## PASSAGE
----
Latiao (辣条 (辣條, Spicy stick/spicy strip)) is a popular Chinese snack consisting of strips made of wheat flour (especially wheat gluten), flavored with chili pepper. Its taste has been described chewy, spicy, sweet, and tangy.

Latiao is commercially produced by extrusion from a mixture of gluten-rich dough. Beyond chili pepper, salt, and sugar, other seasonings include peppercorn, cumin, and cinnamon. Commercial preparations may contain flavor enhancers, pigments, and preservatives. Specific additives used in latiao have been the subject of scrutiny in China.

Latiao can be made at home using wheat gluten. The wheat gluten is briefly soaked, then steamed, then coated with a spiced chili oil made by frying aromatic spices and mixing with chili powder, cumin, and Sichuan peppercorns. The seasoned gluten is rested for an hour to absorb the flavors before serving.

== History ==
Latiao originated in Pingjiang County, Hunan. It was at first called mianjin (面筋 (麵筋), literally "wheat gluten"). Later, Pingjiang people called it mala (麻辣) after the numbing-spicy flavor. Latiao is made from flour that is cooked under high pressure and heat, and seasoned with hot spices. Pingjiang has a history of making dried sauce, spicy sauce and spicy bean curd, which are important parts of the Pingjiang industry.

In 1998, a major flood disaster occurred in Pingjiang County, which led to a serious loss of agricultural products. Local soybean crops were largely wiped out by the flood. Soybeans were also used as the main raw material for sauce industry, and the flood caused a devastating blow to the dried sauce industry. Qiu Pingjiang, Li Mengneng, and Zhong Qingyuan used wheat flour instead of soy flour. Using single-screw extrusion machinery, adding chili, pepper, cumin, sugar, salt, vegetable oil and other condiments, they invented Latiao.

In the 1990s Latiao debuted and quickly became popular across China. At the beginning, it was sold in small shops, before expanding to supermarkets.

As early as 2015, the Chinese provinces of Gansu, Gubei, and Hainan launched crackdowns on unhygienic manufacturing conditions.

In February 2016, the British TV broadcaster BBC aired a three-part documentary on Chinese New Year celebrations in which the two presenters were seen roaming a typical Chinese snack street, Latiao in hand. Min Quanlu, production manager of Weilong Foods, a major latiao maker, told Xinhua that the company packaged the snack by hand until 2011, when demand exploded. "We make 600 million yuan's worth of latiao each year and employ about 2,000 workers," Min said. "About 20 percent of our products are sold in the domestic market, and the rest goes overseas."

=== 2018-2019 crackdown ===
Latiao has been subject to a number of food safety crackdowns.

In May 2018, the food safety authority of Shanxi Province found that Weilong does not meet the local safety standards. Specifically, Weilong latiao uses sorbic acid and dehydroacetic acid while the local standard does not allow their use in "flavoured flour products". In September 2018, Hubei's Food and Drug Administration followed suit and suspended sales of Weilong.
----
## TASK SET
(a) Which seasonings does the latiao article name for the commercially produced snack?
(b) Could you carry on the latiao article from the point where it stops?
You won't need the dataset entries to do this.

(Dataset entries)
----
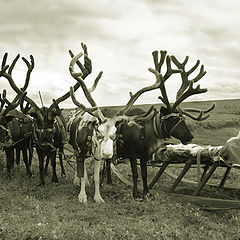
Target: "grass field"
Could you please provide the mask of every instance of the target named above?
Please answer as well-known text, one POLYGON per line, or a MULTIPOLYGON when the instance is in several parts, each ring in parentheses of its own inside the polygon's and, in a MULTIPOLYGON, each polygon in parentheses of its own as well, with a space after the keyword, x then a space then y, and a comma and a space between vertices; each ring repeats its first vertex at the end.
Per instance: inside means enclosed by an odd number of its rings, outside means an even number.
MULTIPOLYGON (((205 122, 187 120, 195 136, 194 143, 223 145, 238 134, 240 100, 216 103, 216 109, 205 122)), ((207 108, 210 102, 189 102, 184 106, 207 108)), ((149 106, 141 107, 147 109, 149 106)), ((114 109, 109 111, 114 112, 114 109)), ((0 169, 5 164, 4 159, 1 153, 0 169)), ((152 189, 154 199, 151 201, 133 200, 131 187, 113 175, 114 185, 104 184, 101 190, 105 204, 93 202, 93 184, 87 188, 88 203, 79 204, 79 188, 72 183, 74 170, 67 164, 65 167, 66 178, 61 178, 58 172, 59 183, 52 184, 49 171, 44 187, 37 187, 36 158, 31 179, 25 175, 23 163, 14 170, 11 179, 3 169, 0 173, 0 239, 240 239, 240 209, 208 212, 198 205, 170 198, 167 189, 173 179, 167 175, 163 175, 152 189)), ((150 182, 158 168, 149 167, 148 170, 150 182)), ((192 169, 187 177, 195 178, 195 172, 196 169, 192 169)), ((222 174, 223 169, 218 169, 210 183, 218 183, 222 174)), ((90 182, 93 183, 91 173, 90 182)), ((239 170, 231 171, 226 186, 239 191, 206 187, 201 195, 240 200, 239 170)), ((176 192, 192 194, 194 189, 192 185, 181 184, 176 192)))

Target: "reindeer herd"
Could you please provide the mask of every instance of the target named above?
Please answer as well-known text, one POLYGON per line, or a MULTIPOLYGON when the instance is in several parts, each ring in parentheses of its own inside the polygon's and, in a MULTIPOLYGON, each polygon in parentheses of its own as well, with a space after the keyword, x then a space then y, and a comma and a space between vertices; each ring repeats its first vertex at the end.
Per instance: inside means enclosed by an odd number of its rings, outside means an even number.
MULTIPOLYGON (((30 61, 22 60, 27 66, 25 83, 22 87, 16 85, 12 71, 19 60, 19 55, 7 64, 7 54, 4 55, 0 70, 0 79, 7 80, 11 88, 15 91, 16 97, 9 101, 6 91, 0 95, 0 148, 6 153, 6 166, 9 176, 14 167, 14 162, 19 164, 20 153, 26 166, 27 175, 32 176, 31 162, 34 148, 36 149, 39 161, 39 185, 44 185, 44 176, 47 171, 48 162, 52 166, 52 182, 58 182, 56 174, 56 156, 60 159, 61 175, 65 176, 63 165, 64 144, 69 143, 76 158, 76 174, 74 182, 80 182, 79 202, 87 202, 85 184, 87 171, 85 159, 92 157, 95 162, 94 182, 96 202, 104 202, 100 194, 99 173, 102 160, 109 160, 114 157, 126 157, 130 159, 133 176, 133 197, 149 197, 150 192, 147 183, 147 162, 152 158, 156 150, 166 139, 174 137, 183 144, 188 144, 193 136, 189 131, 185 116, 196 121, 202 121, 209 117, 209 112, 213 110, 213 104, 209 109, 184 109, 180 105, 189 96, 207 92, 207 89, 200 88, 200 85, 193 87, 204 75, 202 65, 199 73, 189 79, 199 66, 200 61, 186 70, 188 57, 181 63, 176 57, 167 55, 166 51, 154 51, 154 68, 149 71, 155 76, 155 83, 138 90, 135 94, 130 93, 130 99, 113 116, 105 116, 101 108, 92 97, 92 92, 96 89, 102 72, 96 77, 91 88, 86 85, 86 79, 92 72, 92 62, 88 56, 87 46, 81 44, 83 53, 74 55, 69 51, 71 61, 69 72, 76 80, 76 84, 70 87, 63 96, 53 99, 50 107, 38 106, 31 99, 26 90, 30 81, 32 70, 34 69, 34 58, 30 56, 30 61), (83 57, 83 63, 80 58, 83 57), (175 68, 172 68, 172 63, 175 68), (166 72, 162 73, 162 67, 166 64, 166 72), (78 66, 79 71, 74 69, 78 66), (178 74, 182 80, 180 89, 176 94, 176 101, 170 103, 167 96, 165 82, 173 75, 178 74), (81 87, 90 107, 84 106, 75 97, 75 92, 81 87), (156 109, 152 106, 147 112, 142 114, 134 113, 134 103, 145 92, 159 89, 161 95, 159 99, 162 107, 156 109), (62 116, 62 109, 59 104, 71 97, 74 105, 78 107, 66 122, 62 116), (20 110, 16 108, 20 106, 20 110), (194 115, 194 113, 196 115, 194 115), (15 157, 16 152, 16 157, 15 157), (138 191, 137 179, 137 159, 140 159, 141 175, 143 180, 143 193, 138 191), (45 163, 46 162, 46 163, 45 163), (44 165, 45 163, 45 165, 44 165)), ((155 101, 153 99, 153 101, 155 101)))

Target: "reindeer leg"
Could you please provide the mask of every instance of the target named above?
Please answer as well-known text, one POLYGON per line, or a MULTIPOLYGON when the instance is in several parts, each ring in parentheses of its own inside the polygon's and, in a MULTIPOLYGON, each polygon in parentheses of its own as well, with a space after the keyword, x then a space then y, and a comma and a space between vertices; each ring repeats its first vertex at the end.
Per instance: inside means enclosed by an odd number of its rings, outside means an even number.
POLYGON ((8 176, 11 177, 11 170, 13 169, 14 166, 14 151, 12 148, 6 148, 5 153, 7 159, 7 172, 8 176))
POLYGON ((19 166, 20 164, 20 148, 16 147, 16 164, 19 166))
POLYGON ((45 166, 44 166, 44 175, 45 175, 45 176, 48 175, 49 158, 50 158, 50 155, 47 155, 46 162, 45 162, 45 166))
POLYGON ((65 169, 63 166, 63 159, 62 159, 63 158, 63 145, 61 147, 59 147, 58 157, 59 157, 59 162, 60 162, 60 166, 61 166, 61 176, 66 177, 65 169))
POLYGON ((106 168, 107 168, 107 184, 108 185, 113 185, 112 182, 112 174, 111 174, 111 159, 106 160, 106 168))
POLYGON ((105 203, 103 200, 101 194, 100 194, 100 173, 101 168, 101 161, 95 160, 95 166, 94 166, 94 183, 95 183, 95 194, 94 194, 94 201, 97 203, 105 203))
POLYGON ((29 143, 28 143, 28 162, 29 162, 30 167, 32 165, 32 158, 33 158, 33 146, 32 146, 32 141, 29 140, 29 143))
POLYGON ((27 170, 27 175, 30 178, 32 176, 32 172, 30 170, 30 166, 29 166, 29 162, 28 162, 27 148, 22 149, 22 154, 23 154, 23 161, 25 163, 26 170, 27 170))
POLYGON ((56 152, 52 152, 50 154, 50 159, 51 159, 51 164, 52 164, 52 182, 57 183, 58 178, 57 178, 57 173, 56 173, 56 152))
POLYGON ((133 176, 133 197, 140 198, 141 194, 138 191, 137 180, 138 180, 138 170, 137 170, 137 158, 136 156, 132 155, 130 157, 131 169, 132 169, 132 176, 133 176))
POLYGON ((142 173, 142 181, 143 181, 143 198, 148 198, 151 196, 148 184, 147 184, 147 158, 140 159, 141 173, 142 173))
MULTIPOLYGON (((80 193, 78 194, 78 201, 80 203, 87 203, 87 194, 86 194, 86 167, 85 163, 83 162, 83 176, 81 176, 81 188, 80 193)), ((77 176, 79 179, 79 177, 77 176)), ((75 181, 75 179, 74 179, 75 181)))
POLYGON ((38 161, 39 161, 39 177, 40 177, 40 183, 39 186, 43 186, 45 184, 44 182, 44 176, 43 176, 43 168, 44 168, 44 154, 41 149, 36 147, 37 154, 38 154, 38 161))

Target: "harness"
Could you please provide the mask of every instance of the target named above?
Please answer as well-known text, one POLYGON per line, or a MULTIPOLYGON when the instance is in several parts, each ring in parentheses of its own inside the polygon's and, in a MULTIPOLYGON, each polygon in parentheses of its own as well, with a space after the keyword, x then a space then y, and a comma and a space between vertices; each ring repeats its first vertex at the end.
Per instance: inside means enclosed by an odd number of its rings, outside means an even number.
POLYGON ((184 118, 181 117, 178 113, 170 113, 166 116, 160 116, 159 113, 155 114, 153 117, 153 129, 154 133, 159 138, 169 138, 172 135, 172 132, 174 129, 182 122, 184 121, 184 118), (164 121, 169 119, 170 117, 177 116, 179 118, 178 122, 171 128, 170 131, 167 130, 166 125, 164 124, 164 121))
POLYGON ((53 131, 55 132, 56 131, 56 128, 53 127, 53 128, 45 128, 45 129, 40 129, 38 128, 35 124, 32 124, 32 130, 33 130, 33 143, 36 144, 40 149, 42 149, 43 151, 46 149, 46 147, 49 147, 51 150, 50 152, 56 152, 57 151, 57 148, 53 146, 52 143, 46 143, 46 144, 42 144, 40 142, 40 139, 39 137, 41 136, 41 134, 44 132, 44 131, 53 131))
MULTIPOLYGON (((22 130, 22 124, 19 123, 19 118, 15 118, 14 120, 17 121, 18 123, 18 127, 19 127, 19 132, 17 132, 17 134, 21 134, 21 130, 22 130)), ((4 125, 0 124, 0 128, 3 129, 4 131, 7 132, 7 135, 4 137, 4 140, 1 143, 1 147, 2 148, 10 148, 10 147, 14 147, 15 145, 17 145, 18 143, 24 141, 26 138, 28 138, 29 136, 31 136, 32 132, 26 132, 26 133, 22 133, 23 137, 20 138, 19 140, 14 140, 13 134, 14 134, 14 129, 12 129, 12 125, 9 125, 9 128, 5 127, 4 125), (10 127, 11 126, 11 127, 10 127), (13 132, 12 132, 13 131, 13 132)))

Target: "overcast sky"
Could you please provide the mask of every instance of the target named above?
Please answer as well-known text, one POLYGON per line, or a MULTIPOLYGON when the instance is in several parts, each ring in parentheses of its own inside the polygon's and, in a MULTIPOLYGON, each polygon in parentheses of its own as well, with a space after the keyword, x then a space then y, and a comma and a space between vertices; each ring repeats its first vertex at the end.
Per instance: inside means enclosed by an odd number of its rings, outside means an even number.
MULTIPOLYGON (((198 82, 208 92, 189 100, 240 98, 240 1, 238 0, 0 0, 0 54, 8 62, 20 53, 35 68, 28 95, 44 104, 66 93, 75 80, 70 76, 70 56, 88 46, 93 73, 103 76, 94 91, 98 105, 122 105, 133 93, 155 82, 152 51, 167 50, 180 61, 189 56, 188 67, 197 59, 207 74, 198 82)), ((77 70, 77 69, 76 69, 77 70)), ((197 72, 197 71, 196 71, 197 72)), ((23 85, 26 66, 20 59, 13 77, 23 85)), ((194 75, 194 74, 193 74, 194 75)), ((0 90, 8 91, 5 79, 0 90)), ((174 101, 180 75, 167 81, 168 96, 174 101)), ((157 103, 159 90, 142 95, 136 103, 157 103)), ((79 101, 87 101, 79 89, 79 101)), ((74 107, 71 100, 61 107, 74 107)))

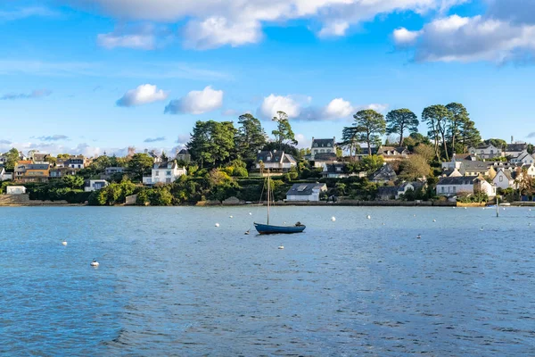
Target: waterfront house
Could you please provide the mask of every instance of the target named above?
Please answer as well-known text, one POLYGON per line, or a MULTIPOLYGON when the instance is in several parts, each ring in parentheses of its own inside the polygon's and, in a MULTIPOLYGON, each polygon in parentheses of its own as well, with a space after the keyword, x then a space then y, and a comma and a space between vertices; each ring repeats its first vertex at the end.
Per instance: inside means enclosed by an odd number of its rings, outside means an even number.
POLYGON ((5 187, 5 193, 7 195, 24 195, 26 194, 26 187, 23 186, 7 186, 5 187))
POLYGON ((320 193, 325 191, 325 184, 294 184, 286 193, 286 201, 317 202, 320 193))
POLYGON ((259 151, 257 154, 256 168, 276 171, 288 171, 297 165, 297 161, 284 151, 259 151))
POLYGON ((398 178, 396 171, 390 163, 383 163, 375 172, 370 176, 372 182, 394 181, 398 178))
POLYGON ((477 176, 440 178, 437 184, 437 195, 456 196, 460 193, 473 194, 473 180, 477 176))
POLYGON ((468 153, 472 155, 476 155, 480 159, 492 159, 503 156, 502 149, 494 146, 492 144, 482 144, 475 147, 470 147, 468 148, 468 153))
POLYGON ((494 185, 497 187, 506 189, 509 187, 514 187, 514 178, 513 178, 513 175, 511 171, 507 169, 500 168, 498 169, 496 176, 492 179, 494 185))
POLYGON ((86 180, 86 185, 84 186, 84 191, 96 191, 104 188, 108 185, 110 185, 110 183, 105 179, 87 179, 86 180))
POLYGON ((336 157, 336 138, 317 139, 312 137, 310 161, 315 161, 318 154, 333 154, 336 157))
POLYGON ((151 177, 144 177, 144 185, 170 184, 182 175, 187 174, 185 167, 179 168, 176 161, 155 162, 151 177))
POLYGON ((177 160, 179 162, 189 162, 192 161, 192 155, 186 149, 182 149, 177 154, 177 160))

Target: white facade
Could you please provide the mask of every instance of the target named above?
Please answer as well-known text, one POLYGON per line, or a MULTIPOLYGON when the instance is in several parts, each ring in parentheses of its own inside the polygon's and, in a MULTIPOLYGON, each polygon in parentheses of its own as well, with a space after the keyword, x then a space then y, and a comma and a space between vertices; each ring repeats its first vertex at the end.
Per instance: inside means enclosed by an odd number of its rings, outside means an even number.
POLYGON ((154 185, 157 183, 170 184, 175 182, 180 176, 185 174, 187 174, 185 168, 178 168, 177 162, 159 162, 155 163, 152 168, 151 182, 149 183, 148 179, 144 178, 144 184, 145 182, 147 182, 145 185, 154 185))
POLYGON ((504 169, 499 169, 492 179, 492 182, 497 187, 506 189, 514 187, 514 180, 511 178, 511 172, 509 170, 507 171, 508 172, 506 172, 504 169))
POLYGON ((24 195, 26 194, 26 187, 23 186, 8 186, 5 187, 5 193, 7 195, 24 195))

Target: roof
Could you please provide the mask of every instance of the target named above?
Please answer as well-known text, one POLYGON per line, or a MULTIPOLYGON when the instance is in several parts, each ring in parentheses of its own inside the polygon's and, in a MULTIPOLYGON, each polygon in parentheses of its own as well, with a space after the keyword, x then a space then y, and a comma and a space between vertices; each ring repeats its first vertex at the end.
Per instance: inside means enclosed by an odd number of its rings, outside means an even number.
POLYGON ((439 179, 440 185, 470 185, 476 179, 477 176, 460 176, 460 177, 448 177, 448 178, 440 178, 439 179))
POLYGON ((325 184, 293 184, 292 188, 286 192, 286 195, 309 195, 314 189, 326 188, 325 184))
POLYGON ((375 181, 391 181, 397 178, 396 171, 394 171, 394 169, 389 163, 381 166, 379 170, 372 174, 372 180, 375 181))
POLYGON ((333 147, 334 137, 330 139, 312 139, 312 147, 333 147))

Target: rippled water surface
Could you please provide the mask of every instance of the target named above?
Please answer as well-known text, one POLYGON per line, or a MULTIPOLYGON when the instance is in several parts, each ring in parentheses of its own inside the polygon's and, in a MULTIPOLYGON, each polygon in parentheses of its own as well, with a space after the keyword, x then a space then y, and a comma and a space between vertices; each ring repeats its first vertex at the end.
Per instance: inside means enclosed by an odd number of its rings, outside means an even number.
POLYGON ((534 355, 535 209, 500 214, 0 208, 0 353, 534 355))

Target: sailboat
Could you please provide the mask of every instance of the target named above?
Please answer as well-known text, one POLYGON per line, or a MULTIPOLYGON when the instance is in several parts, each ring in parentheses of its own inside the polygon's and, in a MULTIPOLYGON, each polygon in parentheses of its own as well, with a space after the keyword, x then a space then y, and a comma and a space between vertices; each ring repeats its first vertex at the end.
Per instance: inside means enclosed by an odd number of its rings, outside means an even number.
POLYGON ((301 233, 307 226, 301 224, 300 222, 295 223, 293 226, 274 226, 269 224, 269 208, 270 208, 270 200, 271 200, 271 193, 270 193, 270 186, 269 181, 269 171, 268 171, 268 221, 266 224, 262 223, 254 223, 254 228, 259 234, 292 234, 292 233, 301 233))

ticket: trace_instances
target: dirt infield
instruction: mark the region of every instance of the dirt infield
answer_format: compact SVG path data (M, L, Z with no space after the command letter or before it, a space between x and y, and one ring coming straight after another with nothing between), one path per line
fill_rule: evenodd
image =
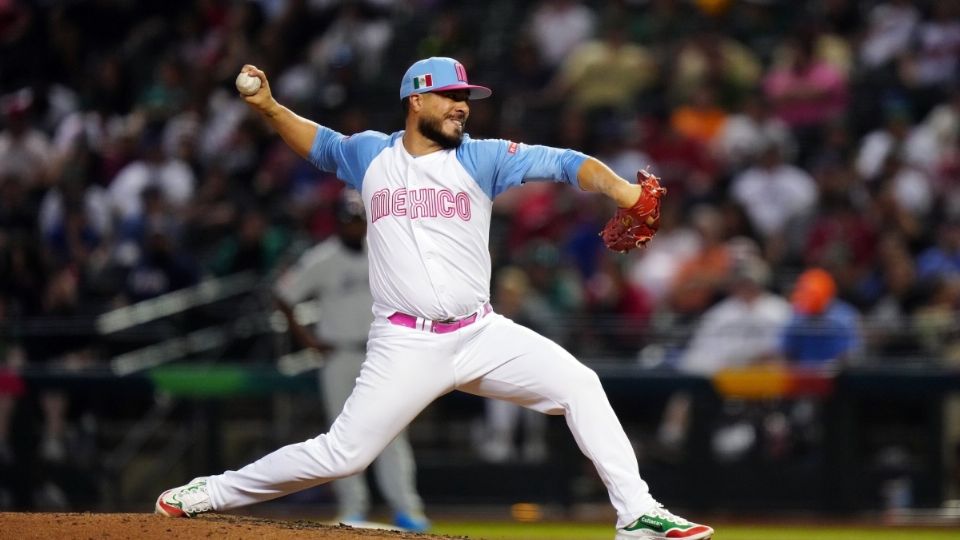
M64 514L0 512L0 540L27 538L230 538L238 540L451 540L452 536L354 529L312 521L276 521L231 515L171 519L153 514Z

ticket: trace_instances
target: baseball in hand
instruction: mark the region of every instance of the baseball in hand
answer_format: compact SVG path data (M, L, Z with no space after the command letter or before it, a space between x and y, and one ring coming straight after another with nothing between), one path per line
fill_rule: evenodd
M248 75L246 72L241 71L237 75L237 90L245 96L252 96L257 93L257 90L260 89L260 78L254 77L253 75Z

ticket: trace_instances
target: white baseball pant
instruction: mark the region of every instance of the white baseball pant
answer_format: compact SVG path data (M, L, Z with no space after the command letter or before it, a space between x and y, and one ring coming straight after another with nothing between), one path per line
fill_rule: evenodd
M238 471L209 477L213 509L266 501L356 474L420 411L453 390L564 415L607 487L617 527L655 504L596 373L547 338L490 313L447 334L378 318L360 378L330 431Z

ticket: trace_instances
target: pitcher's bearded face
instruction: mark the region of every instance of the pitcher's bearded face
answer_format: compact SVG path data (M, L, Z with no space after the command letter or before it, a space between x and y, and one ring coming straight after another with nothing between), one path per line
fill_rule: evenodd
M417 129L442 148L456 148L463 141L463 129L470 116L466 90L423 94L424 107Z

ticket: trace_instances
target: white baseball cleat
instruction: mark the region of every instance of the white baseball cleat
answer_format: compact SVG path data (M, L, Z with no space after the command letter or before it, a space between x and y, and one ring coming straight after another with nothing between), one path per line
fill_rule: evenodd
M157 504L153 507L154 513L167 517L193 517L212 509L206 476L164 491L157 497Z
M632 540L646 538L648 540L709 540L713 537L713 529L675 516L669 510L657 503L653 509L637 518L636 521L622 529L617 529L615 540Z

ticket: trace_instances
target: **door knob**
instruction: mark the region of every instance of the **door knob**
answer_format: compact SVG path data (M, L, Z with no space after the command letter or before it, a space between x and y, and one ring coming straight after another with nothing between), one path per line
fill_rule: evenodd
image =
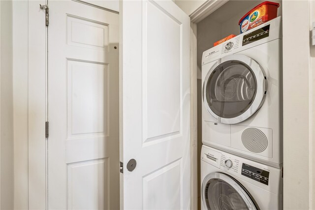
M131 159L127 163L127 169L129 171L132 171L137 165L137 161L134 159Z

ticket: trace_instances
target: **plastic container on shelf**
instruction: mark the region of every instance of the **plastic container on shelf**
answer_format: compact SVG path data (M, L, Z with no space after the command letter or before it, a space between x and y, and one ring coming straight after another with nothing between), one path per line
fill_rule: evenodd
M264 1L248 12L240 20L241 33L277 17L278 3Z

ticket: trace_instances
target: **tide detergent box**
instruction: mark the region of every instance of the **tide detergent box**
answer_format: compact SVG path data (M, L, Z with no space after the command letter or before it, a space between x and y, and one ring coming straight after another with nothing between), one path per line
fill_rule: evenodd
M264 1L254 7L240 20L241 33L277 17L278 3Z

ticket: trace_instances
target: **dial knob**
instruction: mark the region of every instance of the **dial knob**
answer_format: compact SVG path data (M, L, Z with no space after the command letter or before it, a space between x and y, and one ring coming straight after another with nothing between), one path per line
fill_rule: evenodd
M228 168L232 168L232 166L233 166L233 162L232 162L232 160L225 160L224 163L225 164L225 166Z
M233 47L233 45L234 45L234 43L233 42L229 42L225 45L225 49L227 50L230 50Z

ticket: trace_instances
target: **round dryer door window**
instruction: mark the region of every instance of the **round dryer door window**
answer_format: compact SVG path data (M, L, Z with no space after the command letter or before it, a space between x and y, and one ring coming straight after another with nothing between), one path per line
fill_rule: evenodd
M262 105L267 82L259 65L240 54L218 60L204 83L204 101L219 121L234 124L249 118Z
M259 210L251 194L232 177L216 172L202 183L204 206L209 210Z

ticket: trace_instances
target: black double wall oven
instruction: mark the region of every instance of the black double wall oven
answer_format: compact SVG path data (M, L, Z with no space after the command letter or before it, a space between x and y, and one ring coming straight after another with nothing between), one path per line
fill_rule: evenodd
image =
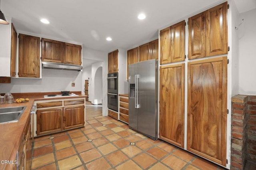
M118 73L108 74L108 107L118 111Z

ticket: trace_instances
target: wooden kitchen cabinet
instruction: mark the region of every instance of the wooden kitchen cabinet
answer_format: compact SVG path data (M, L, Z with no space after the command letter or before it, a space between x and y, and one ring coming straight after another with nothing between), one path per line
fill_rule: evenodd
M35 136L84 126L85 99L83 97L36 101L36 133L34 132Z
M81 65L82 46L64 43L63 63Z
M37 110L37 135L38 136L62 130L63 129L62 111L62 107Z
M118 72L118 50L108 53L108 73Z
M19 77L39 78L40 38L19 35Z
M227 57L188 63L187 149L226 165Z
M158 40L139 46L139 61L158 59Z
M84 125L84 106L72 106L63 108L63 129Z
M159 138L184 148L185 64L160 71Z
M138 47L127 50L127 79L129 75L129 65L138 63L139 58L139 48Z
M129 98L124 95L119 95L119 120L129 123Z
M185 60L185 20L160 31L160 64Z
M64 43L42 38L42 61L63 62Z
M11 38L11 77L16 76L16 59L18 34L13 24L12 23Z
M188 18L188 59L228 53L228 3Z

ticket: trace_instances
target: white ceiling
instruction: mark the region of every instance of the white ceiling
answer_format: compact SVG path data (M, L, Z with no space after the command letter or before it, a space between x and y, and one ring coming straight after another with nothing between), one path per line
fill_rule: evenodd
M234 0L239 12L256 0ZM158 38L158 30L219 0L2 0L1 10L16 29L42 37L76 42L107 52L129 49ZM137 16L143 12L146 18ZM48 19L50 24L40 20ZM106 38L110 36L111 42Z

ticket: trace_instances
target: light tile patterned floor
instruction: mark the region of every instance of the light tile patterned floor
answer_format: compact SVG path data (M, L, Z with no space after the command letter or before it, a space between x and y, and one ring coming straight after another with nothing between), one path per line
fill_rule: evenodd
M224 169L162 140L152 140L109 117L88 118L84 127L34 142L35 170Z

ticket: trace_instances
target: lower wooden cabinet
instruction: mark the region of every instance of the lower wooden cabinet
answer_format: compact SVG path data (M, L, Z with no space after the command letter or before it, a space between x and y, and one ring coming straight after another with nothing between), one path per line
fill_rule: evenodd
M184 147L185 64L160 67L159 138Z
M129 98L123 95L119 95L119 120L129 123Z
M85 98L37 101L37 136L79 127L85 124Z
M83 105L64 107L63 109L64 129L84 125L84 107Z
M62 108L36 111L37 135L60 131L63 129Z
M188 63L187 150L226 165L227 57Z

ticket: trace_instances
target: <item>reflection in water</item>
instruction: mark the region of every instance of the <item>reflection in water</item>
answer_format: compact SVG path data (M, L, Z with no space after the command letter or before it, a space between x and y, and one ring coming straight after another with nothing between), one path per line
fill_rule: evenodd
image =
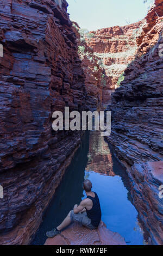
----
## EXERCISE ANSWERS
(a) Chili pepper, salt, sugar, peppercorn, cumin, and cinnamon.

(b)
In March 2019, China Central Television's 315 Gala (an annual consumer's rights TV program on World Consumer Rights Day) exposed the conditions of several other Latiao factories in Henan and Hunan. The Gala alleges that questionable food additives and sanitary practices are used.

- At Xiachedan Latiao factory at Gaochang Village in Kaifeng, Henan, videotape shows dust mixed with grease oozing from machines. More than 10 types of additives were seen lying on the ground.
- At Oufei Latiao factory in Tantougao Village, the machines were again found to be greasy.
- At Aiqingwangzi factory at Wangu Village in Yueyang, Hunan, a worker could be seen taking gluten slices from the ground and then putting them into machines.
- At Weiquan Food Co in Futan Village, Latiao was set on dirty rags, while workers did not wear masks or gloves. They packaged latiao with their hands.

By this time, the snack had faced certain restrictions and bans throughout different provinces in the country, including bans on sales near schools.

In September 2019, Weilong clarified that its products are in complete compliance with the food additive rules in Henan and Hunan, which handles flour-based snacks (such as latiao) differently. The Health Commission of Henan Province had declared in August 2019 that it plans to abolish these local rules by October 2019, pending the development of new national standards.

As all the scrutiny on latiao's food additive content proceeds, China has not yet adopted a uniform set of health and food safety standards throughout the country. The draft National Standard on Food Additives was released by the National Health Commission of the People's Republic of China on May 14, 2019, but has not yet taken effect as of September 2019.

In December 2019, the State Administration for Market Regulation issued a notice on the classification of latiao and its allowed food additive content. All latiao is to be classified as "instant food (flavored flour product)" by January 31, 2020. The new National Standard on Food Additives GB 2760 is to be followed, effective immediately.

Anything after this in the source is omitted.